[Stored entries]
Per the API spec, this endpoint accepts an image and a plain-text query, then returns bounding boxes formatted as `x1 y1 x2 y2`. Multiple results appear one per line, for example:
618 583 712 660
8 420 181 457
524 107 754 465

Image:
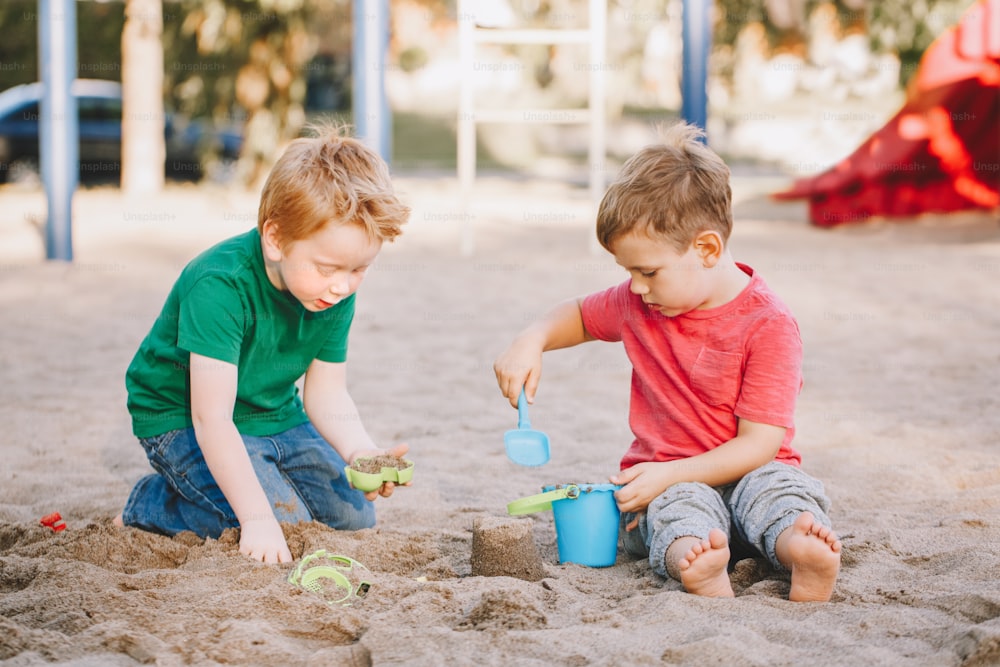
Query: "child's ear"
693 230 724 268
261 220 284 262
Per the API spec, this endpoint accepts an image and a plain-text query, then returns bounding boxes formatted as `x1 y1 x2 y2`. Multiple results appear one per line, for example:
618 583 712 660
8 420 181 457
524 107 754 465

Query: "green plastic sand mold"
288 550 372 607
345 457 414 492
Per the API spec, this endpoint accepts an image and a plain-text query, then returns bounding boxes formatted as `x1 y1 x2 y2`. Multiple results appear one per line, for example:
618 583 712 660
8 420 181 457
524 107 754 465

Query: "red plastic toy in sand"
40 512 67 532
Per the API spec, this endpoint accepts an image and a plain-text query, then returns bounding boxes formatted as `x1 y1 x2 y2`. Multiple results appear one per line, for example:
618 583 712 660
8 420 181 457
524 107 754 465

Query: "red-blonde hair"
257 126 409 247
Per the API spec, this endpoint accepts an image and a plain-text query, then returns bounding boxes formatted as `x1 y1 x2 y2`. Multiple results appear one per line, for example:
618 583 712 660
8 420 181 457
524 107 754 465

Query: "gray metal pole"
352 0 391 162
39 0 78 261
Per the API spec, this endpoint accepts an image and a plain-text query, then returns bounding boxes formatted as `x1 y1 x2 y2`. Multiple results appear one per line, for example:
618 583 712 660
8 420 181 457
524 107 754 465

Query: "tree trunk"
121 0 164 194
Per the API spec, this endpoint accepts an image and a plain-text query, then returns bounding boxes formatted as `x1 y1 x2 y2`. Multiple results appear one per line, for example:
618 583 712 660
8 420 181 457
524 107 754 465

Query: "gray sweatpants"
620 461 832 578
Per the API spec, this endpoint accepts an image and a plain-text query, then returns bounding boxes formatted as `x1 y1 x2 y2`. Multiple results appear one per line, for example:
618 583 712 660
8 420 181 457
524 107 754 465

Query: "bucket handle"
507 484 580 516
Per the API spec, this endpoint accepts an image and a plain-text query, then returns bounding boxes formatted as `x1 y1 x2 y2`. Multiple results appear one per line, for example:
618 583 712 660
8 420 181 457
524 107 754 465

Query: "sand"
1 174 999 666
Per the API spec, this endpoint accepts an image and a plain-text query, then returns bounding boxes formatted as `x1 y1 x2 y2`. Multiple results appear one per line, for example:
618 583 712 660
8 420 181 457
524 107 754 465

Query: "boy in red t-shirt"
494 123 841 601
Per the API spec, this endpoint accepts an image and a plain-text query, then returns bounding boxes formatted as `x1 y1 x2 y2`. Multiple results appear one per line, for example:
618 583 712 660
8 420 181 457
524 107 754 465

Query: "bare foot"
112 514 124 527
775 512 842 602
668 530 735 598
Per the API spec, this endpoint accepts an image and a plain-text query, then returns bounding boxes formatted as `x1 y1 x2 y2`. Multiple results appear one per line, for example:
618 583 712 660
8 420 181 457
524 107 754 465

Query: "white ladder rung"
471 109 590 124
473 28 591 45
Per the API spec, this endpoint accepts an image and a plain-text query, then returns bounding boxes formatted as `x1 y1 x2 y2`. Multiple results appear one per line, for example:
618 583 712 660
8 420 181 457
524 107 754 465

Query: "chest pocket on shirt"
689 347 743 407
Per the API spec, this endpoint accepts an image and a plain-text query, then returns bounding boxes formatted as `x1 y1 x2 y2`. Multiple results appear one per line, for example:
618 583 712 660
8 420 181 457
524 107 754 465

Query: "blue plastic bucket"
507 483 621 567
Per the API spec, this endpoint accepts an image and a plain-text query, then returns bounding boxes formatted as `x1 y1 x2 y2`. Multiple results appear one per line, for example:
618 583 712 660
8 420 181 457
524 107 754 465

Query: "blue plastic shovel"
504 387 551 467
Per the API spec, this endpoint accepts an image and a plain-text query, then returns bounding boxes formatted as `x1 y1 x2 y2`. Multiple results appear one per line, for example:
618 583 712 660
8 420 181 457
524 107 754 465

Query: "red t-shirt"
580 264 803 470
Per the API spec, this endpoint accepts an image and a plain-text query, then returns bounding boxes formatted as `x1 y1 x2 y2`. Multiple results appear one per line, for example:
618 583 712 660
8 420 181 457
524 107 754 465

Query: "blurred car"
0 79 242 184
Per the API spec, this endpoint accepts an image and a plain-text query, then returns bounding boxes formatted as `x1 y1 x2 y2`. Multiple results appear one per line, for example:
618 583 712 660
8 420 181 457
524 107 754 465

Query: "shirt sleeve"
580 280 632 342
176 276 246 364
314 293 356 363
733 313 803 428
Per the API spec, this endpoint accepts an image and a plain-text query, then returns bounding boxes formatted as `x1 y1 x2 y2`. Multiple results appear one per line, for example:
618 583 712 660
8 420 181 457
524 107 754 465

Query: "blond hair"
596 122 732 252
257 125 409 246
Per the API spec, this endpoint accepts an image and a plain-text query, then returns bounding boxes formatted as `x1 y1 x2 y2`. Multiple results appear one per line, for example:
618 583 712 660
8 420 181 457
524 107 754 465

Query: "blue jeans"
121 423 375 538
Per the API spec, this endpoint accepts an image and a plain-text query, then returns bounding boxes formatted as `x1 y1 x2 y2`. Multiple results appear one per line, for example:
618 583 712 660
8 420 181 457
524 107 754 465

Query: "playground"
1 174 998 664
1 0 999 663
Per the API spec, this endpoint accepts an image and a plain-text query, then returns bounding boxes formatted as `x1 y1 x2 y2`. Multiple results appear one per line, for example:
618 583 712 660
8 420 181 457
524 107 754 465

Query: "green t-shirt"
126 229 356 438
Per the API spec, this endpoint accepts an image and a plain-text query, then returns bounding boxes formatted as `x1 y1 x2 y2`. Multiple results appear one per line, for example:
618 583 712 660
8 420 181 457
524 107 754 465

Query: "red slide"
773 0 1000 226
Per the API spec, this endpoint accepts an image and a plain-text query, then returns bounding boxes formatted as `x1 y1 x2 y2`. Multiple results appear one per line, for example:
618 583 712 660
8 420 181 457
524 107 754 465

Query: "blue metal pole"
352 0 391 162
681 0 710 141
38 0 78 261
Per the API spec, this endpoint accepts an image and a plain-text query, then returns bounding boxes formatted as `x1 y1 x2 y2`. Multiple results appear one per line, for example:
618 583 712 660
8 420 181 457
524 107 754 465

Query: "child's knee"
732 463 830 521
313 497 376 531
336 504 376 531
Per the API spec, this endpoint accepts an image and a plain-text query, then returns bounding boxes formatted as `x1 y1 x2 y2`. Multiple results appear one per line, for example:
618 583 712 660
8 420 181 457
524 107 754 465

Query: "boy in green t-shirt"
115 128 411 564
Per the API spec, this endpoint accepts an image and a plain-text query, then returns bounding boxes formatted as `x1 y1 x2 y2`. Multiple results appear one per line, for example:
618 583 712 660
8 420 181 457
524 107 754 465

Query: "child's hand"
238 516 293 564
611 462 674 530
349 442 411 501
494 340 544 407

Activity
Set down all of the data word for word; no pictures belong in it.

Answer to this exercise
Per the API spec, this endpoint accepts an image and a plain-text query, then returns bounding boxes formatted as `x1 y1 x2 y2`. Multiple results appear one per line, for example:
618 583 712 660
8 420 181 457
524 107 754 465

Image:
Query: "child's ear"
693 230 724 268
261 220 284 262
Per the API spec, this endpoint accepts an image and a plain-text query, then returns bounding boxes formatted as `x1 y1 x2 y2`. Multiple results appear one per line, for example:
618 583 712 660
8 420 181 457
524 107 754 465

Query: "green plastic sand mold"
288 550 372 607
345 457 414 492
Per the API spec, this endpoint accepts an image and a plain-text query, then returns bounding boxes formatted as `x1 y1 x2 y2`. Multiple results appear one per line, for example:
618 583 712 660
8 420 181 457
524 107 754 465

Query: "red plastic toy in sand"
40 512 67 532
Per the API spec, this endpoint accepts an image and a plain-text query, then returns bounding boxes formatted as `x1 y1 x2 y2`. Multiple results appear one per line, for example:
618 583 712 660
8 420 181 457
524 107 754 465

Query: "red-blonde hair"
257 126 409 247
Per the API spec, this endpoint accepts an image and a plain-text query, then returns bounding boxes formatted as `x1 y1 x2 y2`. Multiple results appear one per line, for example:
618 583 712 660
8 420 181 457
524 107 754 465

Query: "gray metal pole"
352 0 391 162
39 0 78 261
Per the API spec, this endpoint accepts an image and a plain-text query, then returns bounding boxes formatted as `x1 y1 x2 y2`. Multiple results appear one per line, for example:
618 583 712 660
8 420 181 457
524 107 754 465

Query: "tree trunk"
121 0 164 194
Per the API spec, this endpoint accepts an image and a plain-text query, then returns bounding boxes formatted as `x1 y1 x2 y2`. Multiple results appear one per line, for example:
618 583 712 660
8 420 181 457
524 107 754 465

Query: "gray sweatpants"
620 461 832 578
Per the API spec, this endpoint accepts an image and a plain-text query, then returns bounding boxes formatted as `x1 y1 x2 y2`. Multiple results appear one per line, for example:
618 583 712 660
8 420 181 457
524 107 754 465

Query: "bucket handle"
507 484 580 516
Per the API spec, this endpoint accepts an image and a plain-text query, then returns bounding boxes formatted as `x1 y1 x2 y2`. Multiple results appear one per line, for example:
618 583 712 660
8 420 181 457
524 107 754 465

Query: "sand"
1 174 999 666
Per the API spec, this endpoint accepts an image and a plain-text query, then returns bounding boxes formatted as `x1 y1 x2 y2`. Multiple results appear one per line, for example:
618 583 712 660
8 420 181 457
524 107 754 465

Query: "boy in red t-shirt"
494 123 841 601
Per the API spec, this endpoint accepts an image and a plain-text query, then returns bounding boxes formatted as `x1 y1 x2 y2`. Multiple results appear one per line, for example:
618 583 712 660
8 420 181 457
524 107 754 465

Query: "bare foot"
112 514 124 527
775 512 842 602
668 530 735 598
Per the API spec, this endpoint accepts an image and a plain-text query, then returns bounding boxes formatted as `x1 y1 x2 y2`. Multiple results appear one per line, for example:
618 583 712 660
8 420 181 457
524 107 754 465

Query: "white ladder rung"
471 109 590 124
473 28 591 45
Per the API spec, this endpoint accepts an image and a plain-text query, then returns bounding boxes formatted as `x1 y1 x2 y2`. Multiple results appear one per line, for example:
618 583 712 660
8 420 181 457
524 107 754 465

Query: "chest pocket on shirt"
689 347 743 407
Per the API spec, this endpoint accepts an image and a plain-text query, then returns bounding boxes formatted as `x1 y1 x2 y2`. Multiple results appear one per line, for example:
618 583 712 660
8 420 181 457
524 107 754 465

Query: "blue plastic bucket"
507 483 621 567
Per the API spec, this endpoint accepts an image and a plain-text query, then returns bounding boxes formatted as `x1 y1 x2 y2`. Multiple results appear one per line, for example:
618 583 712 660
8 420 181 457
524 107 754 465

Query: "blue plastic shovel"
504 387 551 467
Per the API spec, this endpoint accepts an image and a plain-text query, then returns bounding boxes formatted as `x1 y1 x2 y2`. Multiple results appear one per line, for example:
618 583 712 660
8 420 181 457
524 107 754 465

Query: "red t-shirt"
580 264 803 470
Per the API spec, this endpoint accepts an image and a plain-text query, then returns bounding boxes formatted as `x1 y1 x2 y2`. Multiple results appear one per line, for example:
618 583 712 660
8 420 181 457
524 107 754 465

Query: "blurred car"
0 79 242 184
Per the API spec, this endpoint accepts an image and a plain-text query, then returns bounding boxes formatted as `x1 y1 x2 y2`. Multiple results appear one per line, for example:
618 583 712 660
8 420 181 457
524 107 754 465

Query: "shirt sleeve"
580 280 632 342
176 276 246 364
314 293 356 363
733 313 803 428
Per the API spec, this endpoint accepts an image and a plain-text query, then returns bounding boxes formatted as `x1 y1 x2 y2`. Multiple results appear one per line, for example:
618 583 712 660
8 420 181 457
524 107 754 465

Query: "blond hair"
596 122 732 252
257 125 409 246
Per the API spec, this endpoint accepts an image and a plain-text query, then returns bounding boxes formatted as `x1 y1 x2 y2`. Multiple results appear one per line, for example:
618 583 712 660
8 420 181 457
524 107 754 465

Query: "blue jeans"
121 423 375 538
Per the API spec, this endpoint accepts an image and a plain-text query, then returns bounding boxes formatted as `x1 y1 x2 y2`. Multiple results appear one per line, for example:
618 583 712 660
8 420 181 457
524 107 754 465

Query: "playground"
1 174 998 664
1 0 999 663
Per the API spec, this endpoint accepts an image and a plain-text query, then returns bounding boxes formatted as `x1 y1 x2 y2`. Multiple results appear one per line, for example:
618 583 712 660
8 420 181 457
524 107 754 465

Query: "green t-shirt"
126 229 356 438
Per the API spec, this endpoint accepts an image and a plain-text query, then returns bounding boxes formatted as `x1 y1 x2 y2`. Multiple results appear one per line, for example:
618 583 712 660
8 420 181 457
524 107 754 465

Query: "red slide"
773 0 1000 226
Per the API spec, this endpoint accepts an image and a plain-text query, then returns bounding boxes formatted as `x1 y1 x2 y2`. Multiple results appear one per line, for example:
618 583 712 660
8 420 181 457
524 107 754 465

Query: "blue metal pole"
352 0 391 162
681 0 710 141
38 0 78 261
Per the API spec, this endpoint accepts an image and a plain-text query, then returns bounding boxes formatted as `x1 y1 x2 y2`. Multiple results appear one per line, for example:
618 583 712 660
8 420 181 457
524 107 754 465

Query: "child's knee"
732 463 830 521
313 497 376 531
336 504 376 531
Per the API spec, this endpoint accepts an image and a plain-text query, then returns bounding boxes formatted as `x1 y1 x2 y2`. Multiple results appear one per line, for example:
618 583 712 660
8 420 181 457
524 107 754 465

Query: "boy in green t-shirt"
115 128 411 564
Per the API spec, this endpoint accepts an image and a plain-text query, then returns bounding boxes formatted as `x1 y1 x2 y2`. Multiple results appear one per line, for example:
618 583 712 660
8 420 181 457
524 107 754 465

Query: "child's hand"
238 516 293 564
611 462 674 530
349 442 411 501
494 340 544 407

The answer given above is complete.